▶ Source excerpt

..........

# Beginner needing some advice with Series 2...



## bscwaryan (Oct 8, 2007)

Hey guys,

I was given my first tivo tonight. It is a series 2 with a lifetime subscription. I have never really used a tivo (just a dvr from my cable company) and I have been reading up on some of the hacks that are available out there.

I have some experience using Linux, but I am certainly not highly proficient. I basically just want to be able to add the tivoweb hack without having to connect the tivo to a linux box. Is there anything out there where I can access the os using a windows pc? Like I said, I am a complete beginner when it comes to the tivo and the infrastructure involved. I do know that I can run a version of linux on my pc if necessary. If anyone has any ideas that would be fairly simple for a beginner to implement I would greatly appreciate it. Thanks in advance.


----------



## JWThiers (Apr 13, 2005)

bscwaryan said:


> Hey guys,
> 
> I was given my first tivo tonight. It is a series 2 with a lifetime subscription. I have never really used a tivo (just a dvr from my cable company) and I have been reading up on some of the hacks that are available out there.
> 
> I have some experience using Linux, but I am certainly not highly proficient. I basically just want to be able to add the tivoweb hack without having to connect the tivo to a linux box. Is there anything out there where I can access the os using a windows pc? Like I said, I am a complete beginner when it comes to the tivo and the infrastructure involved. I do know that I can run a version of linux on my pc if necessary. If anyone has any ideas that would be fairly simple for a beginner to implement I would greatly appreciate it. Thanks in advance.

..........

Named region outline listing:
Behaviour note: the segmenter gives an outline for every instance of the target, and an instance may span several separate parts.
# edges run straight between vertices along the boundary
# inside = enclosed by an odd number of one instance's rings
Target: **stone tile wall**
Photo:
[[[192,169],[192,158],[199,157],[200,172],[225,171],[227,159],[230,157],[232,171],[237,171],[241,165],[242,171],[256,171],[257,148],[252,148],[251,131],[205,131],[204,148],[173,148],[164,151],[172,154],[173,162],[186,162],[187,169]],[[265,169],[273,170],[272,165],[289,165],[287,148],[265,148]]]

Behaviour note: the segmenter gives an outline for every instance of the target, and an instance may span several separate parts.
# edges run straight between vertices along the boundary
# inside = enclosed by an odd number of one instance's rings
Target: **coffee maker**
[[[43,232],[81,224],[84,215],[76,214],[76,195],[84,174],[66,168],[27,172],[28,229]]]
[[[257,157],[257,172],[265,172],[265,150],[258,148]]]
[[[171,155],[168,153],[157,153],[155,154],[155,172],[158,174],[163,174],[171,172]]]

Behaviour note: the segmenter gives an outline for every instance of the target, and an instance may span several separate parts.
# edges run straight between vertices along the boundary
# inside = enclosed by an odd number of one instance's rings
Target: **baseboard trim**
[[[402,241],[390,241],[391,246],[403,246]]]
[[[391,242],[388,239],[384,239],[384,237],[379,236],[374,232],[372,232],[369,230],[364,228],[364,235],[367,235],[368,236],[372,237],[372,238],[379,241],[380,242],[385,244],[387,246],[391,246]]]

..........

▶ Objectives
[A] Answer these questions from the forum thread:
(i) What kind of subscription came with the Series 2?
(ii) Which hack does the original poster want to add?
(iii) From what kind of computer does the poster hope to access the operating system?
[B] Write out the full named region outline listing again, with every line included, and increase each polygon vertex coordinate by 79.

▶ Final results
[A]
(i) A lifetime subscription.
(ii) The tivoweb hack.
(iii) A Windows PC.

[B]
Behaviour note: the segmenter gives an outline for every instance of the target, and an instance may span several separate parts.
# edges run straight between vertices along the boundary
# inside = enclosed by an odd number of one instance's rings
Target: **stone tile wall**
Photo:
[[[271,248],[271,237],[278,236],[279,251],[304,250],[306,238],[309,236],[311,250],[316,250],[320,244],[321,250],[335,250],[336,227],[331,227],[330,210],[284,210],[283,227],[252,227],[243,230],[251,233],[252,241],[265,241],[266,248]],[[344,248],[352,249],[351,244],[368,244],[366,227],[344,227]]]

Behaviour note: the segmenter gives an outline for every instance of the target, and an instance may span several separate parts.
# edges run straight between vertices along the boundary
# inside = enclosed by an odd number of one instance's rings
Target: **coffee maker**
[[[122,311],[160,303],[163,294],[155,293],[155,274],[163,253],[145,247],[106,251],[107,308]]]
[[[336,236],[336,251],[344,251],[344,229],[337,227]]]
[[[250,234],[247,232],[236,232],[234,233],[234,251],[237,253],[242,253],[250,251]]]

Behaviour note: the segmenter gives an outline for every instance of the target, and an instance may span several separate parts.
# edges run straight between vertices along the boundary
# inside = enclosed by an odd number of one instance's rings
Target: **baseboard trim**
[[[481,320],[469,320],[470,325],[482,325]]]
[[[470,321],[467,318],[463,318],[463,316],[458,315],[453,311],[451,311],[448,309],[443,307],[443,314],[446,314],[447,315],[451,316],[451,317],[458,320],[459,321],[464,323],[466,325],[470,325]]]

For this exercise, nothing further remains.